### Excerpted text
Fish Astronaut Live at Kulak's Woodshed in North Hollywood
- Madeline Rosene
- Mar 14
- 2 min read
You ever play a song and feel like you’re floating? Like the room, the people, the walls covered in music history—everything is just carrying you along like a warm, weightless current? That was Monday night at Kulak’s Woodshed.
Kulak’s is one of those rare places that still feels like music. Not industry, not algorithms, not streams or trends—just music. Tucked away in North Hollywood, it’s a tiny, quirky space that looks and feels like someone’s living room—if that living room were built for magic. The walls are lined with instruments and music memorabilia, the couches are cozy, and the energy is always open, always real.
Kulak’s: A Home for Weird and Wonderful Music
Kulak’s Woodshed has been around since 1999, and it’s basically a sanctuary for songwriters. You don’t come here to flex, you come here to share and grow as a songwriter. There’s a respect for music that feels almost sacred, like each song gets its own little ceremony.

(Dataset records)
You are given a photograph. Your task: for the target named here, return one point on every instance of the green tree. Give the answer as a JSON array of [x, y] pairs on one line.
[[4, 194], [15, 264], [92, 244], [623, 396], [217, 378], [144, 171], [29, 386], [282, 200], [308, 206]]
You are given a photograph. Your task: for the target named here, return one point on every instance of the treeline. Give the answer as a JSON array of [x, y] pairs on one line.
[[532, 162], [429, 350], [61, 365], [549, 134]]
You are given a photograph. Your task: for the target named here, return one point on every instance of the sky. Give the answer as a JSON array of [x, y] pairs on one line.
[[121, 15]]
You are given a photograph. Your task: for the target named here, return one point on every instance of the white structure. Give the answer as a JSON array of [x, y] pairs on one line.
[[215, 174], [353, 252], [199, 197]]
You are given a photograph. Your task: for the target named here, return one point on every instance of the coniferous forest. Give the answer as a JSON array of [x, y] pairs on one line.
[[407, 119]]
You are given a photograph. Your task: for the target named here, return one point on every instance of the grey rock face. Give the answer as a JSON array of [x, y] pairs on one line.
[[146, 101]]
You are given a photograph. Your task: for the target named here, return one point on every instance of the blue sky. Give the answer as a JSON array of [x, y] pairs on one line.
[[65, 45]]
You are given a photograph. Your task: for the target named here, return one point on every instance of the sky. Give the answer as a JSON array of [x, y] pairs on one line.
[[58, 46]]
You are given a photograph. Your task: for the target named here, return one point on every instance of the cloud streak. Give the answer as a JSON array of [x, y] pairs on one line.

### Your tasks
- a) According to the post about Kulak's Woodshed, since what year has the venue been around?
- b) Print the stretch of the post about Kulak's Woodshed from "Kulak’s is one" through "open, always real.".
The items have no connection to the post about Kulak's Woodshed.

### Results for the exercise
- a) Since 1999.

- b)
Kulak’s is one of those rare places that still feels like music. Not industry, not algorithms, not streams or trends—just music. Tucked away in North Hollywood, it’s a tiny, quirky space that looks and feels like someone’s living room—if that living room were built for magic. The walls are lined with instruments and music memorabilia, the couches are cozy, and the energy is always open, always real.